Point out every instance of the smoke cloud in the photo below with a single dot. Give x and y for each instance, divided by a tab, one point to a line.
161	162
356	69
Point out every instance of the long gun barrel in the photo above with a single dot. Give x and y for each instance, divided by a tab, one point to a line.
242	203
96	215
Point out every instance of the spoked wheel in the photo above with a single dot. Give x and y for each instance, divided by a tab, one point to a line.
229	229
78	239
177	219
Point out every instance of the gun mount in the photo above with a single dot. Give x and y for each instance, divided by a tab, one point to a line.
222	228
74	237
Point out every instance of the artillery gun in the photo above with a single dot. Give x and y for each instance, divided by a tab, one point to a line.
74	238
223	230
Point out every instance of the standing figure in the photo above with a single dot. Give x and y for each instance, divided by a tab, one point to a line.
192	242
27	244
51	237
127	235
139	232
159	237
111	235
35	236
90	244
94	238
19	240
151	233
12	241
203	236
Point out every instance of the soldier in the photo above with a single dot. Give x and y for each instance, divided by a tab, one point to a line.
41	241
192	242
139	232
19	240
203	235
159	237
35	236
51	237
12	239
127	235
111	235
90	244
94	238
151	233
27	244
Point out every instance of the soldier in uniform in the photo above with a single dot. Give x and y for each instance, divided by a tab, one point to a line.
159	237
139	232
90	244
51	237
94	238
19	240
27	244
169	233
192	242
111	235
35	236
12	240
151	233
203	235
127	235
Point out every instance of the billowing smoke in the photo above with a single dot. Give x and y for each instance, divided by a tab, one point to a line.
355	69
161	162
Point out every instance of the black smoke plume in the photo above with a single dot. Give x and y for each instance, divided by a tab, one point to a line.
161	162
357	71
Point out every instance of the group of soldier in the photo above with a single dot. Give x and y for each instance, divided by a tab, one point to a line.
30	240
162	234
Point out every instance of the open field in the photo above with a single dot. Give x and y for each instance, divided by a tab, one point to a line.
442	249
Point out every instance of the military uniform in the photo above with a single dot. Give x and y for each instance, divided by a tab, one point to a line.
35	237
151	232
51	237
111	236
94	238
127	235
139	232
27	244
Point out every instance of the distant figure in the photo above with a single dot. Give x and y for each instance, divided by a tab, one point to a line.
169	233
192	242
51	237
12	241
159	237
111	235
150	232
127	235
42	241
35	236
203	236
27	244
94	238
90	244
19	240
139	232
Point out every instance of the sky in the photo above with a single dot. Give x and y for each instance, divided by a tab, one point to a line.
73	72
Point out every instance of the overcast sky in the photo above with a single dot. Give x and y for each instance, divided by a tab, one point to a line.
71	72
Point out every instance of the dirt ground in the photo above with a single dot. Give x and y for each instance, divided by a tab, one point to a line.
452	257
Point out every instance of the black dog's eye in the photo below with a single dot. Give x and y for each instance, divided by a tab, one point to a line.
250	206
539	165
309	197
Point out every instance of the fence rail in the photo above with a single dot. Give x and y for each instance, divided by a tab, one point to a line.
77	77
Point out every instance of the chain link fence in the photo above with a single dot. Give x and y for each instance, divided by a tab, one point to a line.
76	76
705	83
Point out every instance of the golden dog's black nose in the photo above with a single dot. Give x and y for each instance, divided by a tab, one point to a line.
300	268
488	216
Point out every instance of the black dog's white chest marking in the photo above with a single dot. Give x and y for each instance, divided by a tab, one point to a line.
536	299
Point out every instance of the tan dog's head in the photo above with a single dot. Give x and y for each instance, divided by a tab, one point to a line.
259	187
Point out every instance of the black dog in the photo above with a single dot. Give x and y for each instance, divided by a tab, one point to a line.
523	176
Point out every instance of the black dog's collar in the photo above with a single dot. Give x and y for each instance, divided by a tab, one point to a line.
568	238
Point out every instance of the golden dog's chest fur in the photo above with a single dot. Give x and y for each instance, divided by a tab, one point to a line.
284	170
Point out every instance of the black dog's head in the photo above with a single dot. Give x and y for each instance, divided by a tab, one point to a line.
⁂
What the task requires:
Copy every item above word for word, from the first line to the last.

Answer in full:
Point out every instance of the smoke cloud in the photo below with a single dot. Give x and y for each instance, divided by a tab, one point to a line.
161	162
356	69
Point out every instance of the long gun barrel in the photo above with a single dot. Give x and y for each instance, divided by a tab, one point to a line.
242	203
96	215
Point out every instance of the spoked wheel in the photo above with a single dot. Give x and y for each instance, divided by a tab, one point to a line.
229	229
78	239
177	219
Point out every instance of the gun mount in the photo above with a single dot. Give x and y for each instance, divided by a tab, one point to a line.
222	228
74	237
Point out every instance of the artillery gun in the photo above with a single dot. Give x and y for each instance, divided by a tab, one point to a line.
74	238
223	230
Point out every instance of the standing figure in the photo above with a single dot. Give x and y for each instance, divided by a tab, one point to a line.
192	242
27	244
51	237
127	235
139	232
159	237
111	235
35	236
90	244
94	238
19	240
151	233
12	241
203	236
Point out every instance of the soldier in the photo above with a single dot. Give x and y for each instance, divided by a tab, one point to a line.
41	241
192	242
139	232
19	240
203	235
159	237
35	236
51	237
12	239
127	235
111	235
90	244
94	238
151	233
27	244
Point out every instance of the soldier in uniform in the photo above with a single dot. Give x and y for each instance, divided by a tab, one point to a line.
159	237
139	232
90	244
51	237
94	238
19	240
27	244
169	233
192	242
111	235
35	236
12	240
151	233
203	235
127	235
Point out every instance of the billowing smoke in the photo above with a single dot. Give x and y for each instance, divided by a tab, one point to a line.
355	69
161	162
Point out every instance of the black smoke plume in the photo above with a single dot. Give x and y for each instance, divided by a tab, one point to a line.
161	162
357	71
Point out every instance of the group of soldier in the photo above with a single dot. Give x and y for each instance, divided by a tab, one point to a line.
30	240
162	234
Point out every instance of the open field in the photo above with a single dot. Give x and y for each instance, divided by a tab, one point to a line.
442	249
Point out every instance of the military uniform in the photo above with a single dot. Give x and y for each instance, divided by a tab, one point to a line.
35	237
151	232
51	237
111	236
94	238
127	235
139	232
27	244
Point out every instance of the distant figure in the photo above with a single dot. Give x and y for each instance, divided by a tab, one point to a line.
169	233
192	242
51	237
12	241
159	237
111	235
150	232
127	235
42	241
35	236
203	236
27	244
94	238
90	244
19	240
139	232
Point out every instance of the sky in the photo above with a single dot. Give x and y for each instance, divided by a tab, one point to a line.
73	72
Point out every instance of the overcast sky in the photo above with a single dot. Give x and y for each instance, divided by a tab, one point to a line.
71	72
Point out every instance of the dirt ground in the photo above with a single dot. Give x and y for each instance, divided by a tab, one point to a line.
452	257
Point out every instance of the black dog's eye in the photo below with a single dot. Give x and y for each instance, divided by a tab, one point to a line.
250	206
539	165
309	197
Point out every instance of the fence rail in the photo above with a single dot. Give x and y for each instance, divided by a tab, one point to a line.
77	77
Point out every instance of the chain link fence in the photo above with a single dot. Give x and y for each instance, divided by a tab, one point to a line.
76	76
705	83
Point out every instance of the golden dog's black nose in the photo above with a single dot. Give x and y for each instance, divided by a tab, one point to a line.
300	268
488	216
Point out every instance of the black dog's white chest marking in the photo above with a single dot. Give x and y for each instance, divided by a tab, one point to a line.
536	299
Point out every instance of the tan dog's head in the photo above with a single dot. Give x and y for each instance, divided by a tab, one point to a line.
259	187
Point out every instance of the black dog in the photo above with a single dot. Give x and y for each instance, divided by a tab, one point to a line.
523	176
Point out every instance of the black dog's collar in the photo above with a single dot. Give x and y for each instance, divided by a tab, one point to a line.
568	238
Point out every instance of the golden dog's chest fur in the photo above with a single dot. Give x and y for each instance, divided by a tab, one point to a line.
284	170
Point out every instance of the black dog's head in the photo above with a single dot. Give x and y for each instance, divided by a tab, one point to a line.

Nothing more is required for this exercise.